Problem description -> Nothing after the line containing "target | floor vent" belongs in the answer; write out exactly every line from the start of the material up to it, including it.

*****

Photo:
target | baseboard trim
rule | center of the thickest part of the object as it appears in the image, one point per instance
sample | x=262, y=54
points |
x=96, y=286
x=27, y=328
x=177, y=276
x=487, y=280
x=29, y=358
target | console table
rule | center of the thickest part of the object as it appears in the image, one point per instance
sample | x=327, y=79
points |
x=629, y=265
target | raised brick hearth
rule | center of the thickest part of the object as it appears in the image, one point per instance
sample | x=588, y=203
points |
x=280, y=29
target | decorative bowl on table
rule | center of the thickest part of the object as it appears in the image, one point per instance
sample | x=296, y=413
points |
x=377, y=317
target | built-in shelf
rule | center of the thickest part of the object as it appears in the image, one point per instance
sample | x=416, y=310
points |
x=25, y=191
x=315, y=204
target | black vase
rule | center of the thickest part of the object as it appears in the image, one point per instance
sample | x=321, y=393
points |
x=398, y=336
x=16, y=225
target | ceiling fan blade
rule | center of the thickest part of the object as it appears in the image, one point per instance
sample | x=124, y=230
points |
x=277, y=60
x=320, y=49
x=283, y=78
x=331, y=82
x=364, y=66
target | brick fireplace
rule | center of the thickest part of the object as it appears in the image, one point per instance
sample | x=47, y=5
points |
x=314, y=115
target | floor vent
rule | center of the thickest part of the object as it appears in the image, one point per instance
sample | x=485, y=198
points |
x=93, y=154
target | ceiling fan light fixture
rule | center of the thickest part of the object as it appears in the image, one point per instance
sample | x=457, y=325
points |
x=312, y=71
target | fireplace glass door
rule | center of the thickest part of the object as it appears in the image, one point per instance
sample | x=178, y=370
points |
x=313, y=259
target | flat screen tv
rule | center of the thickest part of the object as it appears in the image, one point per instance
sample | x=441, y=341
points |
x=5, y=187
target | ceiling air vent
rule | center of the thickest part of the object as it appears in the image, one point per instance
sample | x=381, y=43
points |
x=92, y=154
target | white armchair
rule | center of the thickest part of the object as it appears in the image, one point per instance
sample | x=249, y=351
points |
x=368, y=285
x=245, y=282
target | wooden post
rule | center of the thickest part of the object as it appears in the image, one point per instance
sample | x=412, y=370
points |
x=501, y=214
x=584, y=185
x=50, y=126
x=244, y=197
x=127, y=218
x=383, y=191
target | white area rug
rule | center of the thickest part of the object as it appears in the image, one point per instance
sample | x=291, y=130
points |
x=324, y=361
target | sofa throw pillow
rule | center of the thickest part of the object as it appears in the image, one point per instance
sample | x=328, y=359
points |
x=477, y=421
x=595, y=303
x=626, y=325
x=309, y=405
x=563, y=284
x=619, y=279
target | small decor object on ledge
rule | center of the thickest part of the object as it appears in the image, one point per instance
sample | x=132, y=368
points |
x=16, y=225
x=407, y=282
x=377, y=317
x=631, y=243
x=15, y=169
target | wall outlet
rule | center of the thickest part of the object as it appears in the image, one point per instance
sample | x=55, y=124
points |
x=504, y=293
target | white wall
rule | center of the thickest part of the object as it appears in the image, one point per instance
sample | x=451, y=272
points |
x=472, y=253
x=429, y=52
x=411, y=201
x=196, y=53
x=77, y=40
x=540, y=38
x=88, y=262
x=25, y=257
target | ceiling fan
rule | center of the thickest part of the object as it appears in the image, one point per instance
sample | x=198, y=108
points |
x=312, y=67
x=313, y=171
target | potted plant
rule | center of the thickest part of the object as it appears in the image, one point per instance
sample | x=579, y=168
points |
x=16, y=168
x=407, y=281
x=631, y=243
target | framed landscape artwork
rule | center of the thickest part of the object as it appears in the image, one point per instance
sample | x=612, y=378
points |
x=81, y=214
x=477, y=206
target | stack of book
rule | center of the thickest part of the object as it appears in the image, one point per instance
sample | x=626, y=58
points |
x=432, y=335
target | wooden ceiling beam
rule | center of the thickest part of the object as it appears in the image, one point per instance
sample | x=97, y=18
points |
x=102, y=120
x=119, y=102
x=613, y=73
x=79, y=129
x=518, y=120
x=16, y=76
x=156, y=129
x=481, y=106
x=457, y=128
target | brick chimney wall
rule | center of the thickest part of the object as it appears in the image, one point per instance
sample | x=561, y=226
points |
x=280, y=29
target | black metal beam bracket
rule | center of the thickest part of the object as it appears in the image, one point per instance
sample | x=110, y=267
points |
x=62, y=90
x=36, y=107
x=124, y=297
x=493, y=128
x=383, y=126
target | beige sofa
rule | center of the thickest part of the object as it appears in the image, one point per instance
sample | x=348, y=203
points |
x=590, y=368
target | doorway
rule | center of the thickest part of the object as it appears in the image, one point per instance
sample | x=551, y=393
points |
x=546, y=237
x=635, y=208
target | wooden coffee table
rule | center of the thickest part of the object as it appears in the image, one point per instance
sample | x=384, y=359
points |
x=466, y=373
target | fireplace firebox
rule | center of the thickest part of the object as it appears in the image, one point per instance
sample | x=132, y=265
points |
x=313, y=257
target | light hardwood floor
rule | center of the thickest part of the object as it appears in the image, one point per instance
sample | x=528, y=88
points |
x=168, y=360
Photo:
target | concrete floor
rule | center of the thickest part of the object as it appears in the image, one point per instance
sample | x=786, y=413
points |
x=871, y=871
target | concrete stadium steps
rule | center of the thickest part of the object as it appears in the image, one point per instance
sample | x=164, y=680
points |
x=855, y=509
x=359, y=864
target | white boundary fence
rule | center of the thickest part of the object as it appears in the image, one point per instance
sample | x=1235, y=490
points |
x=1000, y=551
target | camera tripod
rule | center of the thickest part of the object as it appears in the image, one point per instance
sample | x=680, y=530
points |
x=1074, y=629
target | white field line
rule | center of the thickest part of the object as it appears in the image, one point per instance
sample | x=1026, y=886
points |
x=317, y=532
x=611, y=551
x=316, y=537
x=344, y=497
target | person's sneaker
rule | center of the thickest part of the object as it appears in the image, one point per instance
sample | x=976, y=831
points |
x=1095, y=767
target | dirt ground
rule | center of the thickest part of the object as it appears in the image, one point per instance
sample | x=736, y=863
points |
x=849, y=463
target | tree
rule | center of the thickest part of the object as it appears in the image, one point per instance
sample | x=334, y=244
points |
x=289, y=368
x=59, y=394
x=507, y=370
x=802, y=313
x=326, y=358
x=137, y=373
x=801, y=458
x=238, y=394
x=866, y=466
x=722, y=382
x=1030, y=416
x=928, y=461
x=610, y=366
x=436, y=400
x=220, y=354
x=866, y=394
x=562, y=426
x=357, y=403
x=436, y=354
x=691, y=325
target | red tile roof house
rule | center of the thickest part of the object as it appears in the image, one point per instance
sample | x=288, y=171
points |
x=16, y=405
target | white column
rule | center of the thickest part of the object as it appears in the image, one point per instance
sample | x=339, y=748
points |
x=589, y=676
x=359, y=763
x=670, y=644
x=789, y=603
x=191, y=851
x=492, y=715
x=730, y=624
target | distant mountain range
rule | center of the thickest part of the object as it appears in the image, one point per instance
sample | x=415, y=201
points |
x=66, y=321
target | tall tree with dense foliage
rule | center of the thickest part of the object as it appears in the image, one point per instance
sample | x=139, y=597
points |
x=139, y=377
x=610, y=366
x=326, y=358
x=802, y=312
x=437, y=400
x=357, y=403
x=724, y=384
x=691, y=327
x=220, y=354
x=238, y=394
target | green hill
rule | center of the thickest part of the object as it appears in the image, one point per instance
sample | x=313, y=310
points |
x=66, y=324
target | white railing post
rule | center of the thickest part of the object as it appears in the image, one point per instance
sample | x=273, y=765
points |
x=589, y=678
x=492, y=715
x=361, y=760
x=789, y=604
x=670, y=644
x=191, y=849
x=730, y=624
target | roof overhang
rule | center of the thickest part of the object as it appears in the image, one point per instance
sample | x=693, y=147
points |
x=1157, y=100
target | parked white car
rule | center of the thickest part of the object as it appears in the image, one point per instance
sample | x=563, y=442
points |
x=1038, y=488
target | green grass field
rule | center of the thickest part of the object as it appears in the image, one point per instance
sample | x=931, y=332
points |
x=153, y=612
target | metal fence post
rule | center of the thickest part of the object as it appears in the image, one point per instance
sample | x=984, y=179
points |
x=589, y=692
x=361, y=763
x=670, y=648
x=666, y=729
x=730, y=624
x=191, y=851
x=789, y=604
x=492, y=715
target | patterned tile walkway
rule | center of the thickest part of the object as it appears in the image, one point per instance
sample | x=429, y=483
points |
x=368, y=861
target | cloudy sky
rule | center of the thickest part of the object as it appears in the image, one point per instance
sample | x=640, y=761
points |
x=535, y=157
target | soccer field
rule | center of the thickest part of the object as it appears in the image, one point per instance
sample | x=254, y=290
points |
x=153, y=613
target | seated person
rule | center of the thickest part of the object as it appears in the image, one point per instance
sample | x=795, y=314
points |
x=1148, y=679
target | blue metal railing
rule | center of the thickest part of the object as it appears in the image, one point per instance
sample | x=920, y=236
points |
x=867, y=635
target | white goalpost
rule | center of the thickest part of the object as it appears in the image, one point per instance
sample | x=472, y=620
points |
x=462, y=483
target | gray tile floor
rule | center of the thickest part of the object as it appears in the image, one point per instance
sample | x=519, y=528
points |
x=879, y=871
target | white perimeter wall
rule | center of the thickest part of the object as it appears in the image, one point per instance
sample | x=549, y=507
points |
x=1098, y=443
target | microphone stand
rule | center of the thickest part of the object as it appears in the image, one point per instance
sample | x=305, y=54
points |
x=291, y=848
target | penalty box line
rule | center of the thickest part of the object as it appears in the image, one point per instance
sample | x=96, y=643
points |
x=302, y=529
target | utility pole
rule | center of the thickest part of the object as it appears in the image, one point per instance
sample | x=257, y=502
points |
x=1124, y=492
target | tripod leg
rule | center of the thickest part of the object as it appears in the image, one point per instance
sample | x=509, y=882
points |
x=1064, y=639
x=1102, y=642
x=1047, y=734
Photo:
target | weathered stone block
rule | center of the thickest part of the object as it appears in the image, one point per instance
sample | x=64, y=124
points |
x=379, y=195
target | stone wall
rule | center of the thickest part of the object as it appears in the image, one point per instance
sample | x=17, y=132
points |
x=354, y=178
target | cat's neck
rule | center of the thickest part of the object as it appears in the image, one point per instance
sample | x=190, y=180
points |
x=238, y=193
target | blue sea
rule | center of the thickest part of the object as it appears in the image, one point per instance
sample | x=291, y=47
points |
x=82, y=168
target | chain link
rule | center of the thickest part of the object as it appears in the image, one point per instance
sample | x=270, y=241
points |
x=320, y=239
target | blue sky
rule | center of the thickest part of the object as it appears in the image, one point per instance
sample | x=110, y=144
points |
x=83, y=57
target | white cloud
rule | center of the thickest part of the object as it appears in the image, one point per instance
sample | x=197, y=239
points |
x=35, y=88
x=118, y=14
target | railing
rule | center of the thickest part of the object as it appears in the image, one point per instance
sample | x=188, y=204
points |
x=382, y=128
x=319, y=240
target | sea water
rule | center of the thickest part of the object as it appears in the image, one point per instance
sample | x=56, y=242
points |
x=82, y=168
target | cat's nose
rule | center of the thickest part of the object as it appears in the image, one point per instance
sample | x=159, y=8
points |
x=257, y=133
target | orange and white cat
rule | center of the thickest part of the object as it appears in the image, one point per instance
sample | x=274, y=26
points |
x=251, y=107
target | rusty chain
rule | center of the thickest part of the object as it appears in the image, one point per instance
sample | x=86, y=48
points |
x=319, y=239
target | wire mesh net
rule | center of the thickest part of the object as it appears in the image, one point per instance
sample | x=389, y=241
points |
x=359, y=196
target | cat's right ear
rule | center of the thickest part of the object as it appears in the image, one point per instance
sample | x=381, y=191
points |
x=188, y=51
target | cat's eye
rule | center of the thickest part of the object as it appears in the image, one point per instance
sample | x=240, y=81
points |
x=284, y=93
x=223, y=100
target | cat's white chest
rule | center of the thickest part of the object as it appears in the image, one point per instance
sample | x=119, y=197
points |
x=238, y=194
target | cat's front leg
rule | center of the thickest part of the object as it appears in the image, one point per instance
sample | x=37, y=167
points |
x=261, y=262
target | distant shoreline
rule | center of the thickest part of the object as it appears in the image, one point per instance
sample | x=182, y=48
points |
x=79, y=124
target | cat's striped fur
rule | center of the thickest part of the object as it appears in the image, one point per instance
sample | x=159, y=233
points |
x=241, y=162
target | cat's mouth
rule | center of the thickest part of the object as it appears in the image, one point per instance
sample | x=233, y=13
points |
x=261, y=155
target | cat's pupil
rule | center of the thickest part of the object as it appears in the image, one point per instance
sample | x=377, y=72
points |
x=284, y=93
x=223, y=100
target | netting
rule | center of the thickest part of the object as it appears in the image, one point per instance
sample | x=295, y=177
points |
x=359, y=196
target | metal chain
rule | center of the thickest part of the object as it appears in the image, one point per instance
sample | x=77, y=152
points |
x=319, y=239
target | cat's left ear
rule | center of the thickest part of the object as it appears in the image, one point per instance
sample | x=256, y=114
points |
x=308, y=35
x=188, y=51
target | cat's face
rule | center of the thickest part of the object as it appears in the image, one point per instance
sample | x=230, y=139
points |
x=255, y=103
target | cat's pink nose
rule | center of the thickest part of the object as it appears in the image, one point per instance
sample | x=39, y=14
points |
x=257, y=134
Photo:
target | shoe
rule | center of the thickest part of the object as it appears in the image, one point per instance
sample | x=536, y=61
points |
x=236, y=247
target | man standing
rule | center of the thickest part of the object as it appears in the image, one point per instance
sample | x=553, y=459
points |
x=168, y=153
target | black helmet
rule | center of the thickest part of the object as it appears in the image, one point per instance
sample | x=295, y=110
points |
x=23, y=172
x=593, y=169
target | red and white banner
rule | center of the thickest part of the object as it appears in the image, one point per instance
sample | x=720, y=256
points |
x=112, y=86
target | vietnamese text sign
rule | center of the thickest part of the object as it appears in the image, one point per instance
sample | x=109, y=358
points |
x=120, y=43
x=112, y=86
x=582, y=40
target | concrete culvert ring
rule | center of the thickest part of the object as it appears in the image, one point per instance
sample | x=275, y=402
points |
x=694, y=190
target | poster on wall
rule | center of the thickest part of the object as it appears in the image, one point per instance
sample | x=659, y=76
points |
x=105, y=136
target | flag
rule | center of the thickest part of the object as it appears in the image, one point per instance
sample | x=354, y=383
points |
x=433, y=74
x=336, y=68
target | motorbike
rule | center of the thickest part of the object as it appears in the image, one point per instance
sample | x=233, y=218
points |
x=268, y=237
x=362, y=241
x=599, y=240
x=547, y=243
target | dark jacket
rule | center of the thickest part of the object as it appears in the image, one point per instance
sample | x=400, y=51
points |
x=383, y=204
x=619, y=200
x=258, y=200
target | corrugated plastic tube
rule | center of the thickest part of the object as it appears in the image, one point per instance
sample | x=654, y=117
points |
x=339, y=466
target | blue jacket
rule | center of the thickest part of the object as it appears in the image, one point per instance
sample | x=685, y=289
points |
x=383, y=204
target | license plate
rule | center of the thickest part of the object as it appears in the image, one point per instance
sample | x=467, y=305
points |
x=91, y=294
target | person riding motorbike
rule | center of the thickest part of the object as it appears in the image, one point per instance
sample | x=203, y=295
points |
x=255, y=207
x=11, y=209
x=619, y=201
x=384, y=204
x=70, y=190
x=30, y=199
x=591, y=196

*****

Answer to the exercise ->
Photo:
target | baseboard trim
rule | center of the thickest part of the object as it appears in the image, one point per instance
sample | x=262, y=54
points |
x=96, y=286
x=27, y=328
x=177, y=276
x=487, y=280
x=29, y=358
target | console table
rule | center of the thickest part of the object as it appears in the image, one point per instance
sample | x=327, y=79
points |
x=629, y=265
target | raised brick hearth
rule | center of the thickest part of the object as it appears in the image, one point per instance
sample | x=588, y=203
points |
x=280, y=29
target | decorative bowl on table
rule | center of the thickest part of the object as it appears in the image, one point per instance
sample | x=296, y=413
points |
x=377, y=317
target | built-in shelf
rule | center of the thickest part of the object as it appears in the image, one point per instance
sample | x=416, y=310
points |
x=25, y=191
x=315, y=204
target | black vase
rule | center of the thickest part of the object as it appears in the image, one point per instance
sample | x=321, y=393
points |
x=398, y=336
x=16, y=225
target | ceiling fan blade
rule | center of the thickest part of the object as it appears in the image, one point per instance
sample | x=124, y=230
points |
x=277, y=60
x=320, y=49
x=283, y=78
x=331, y=82
x=364, y=66
target | brick fireplace
rule | center of the thickest part of the object as it appears in the image, one point per instance
sample | x=47, y=5
points |
x=314, y=115
target | floor vent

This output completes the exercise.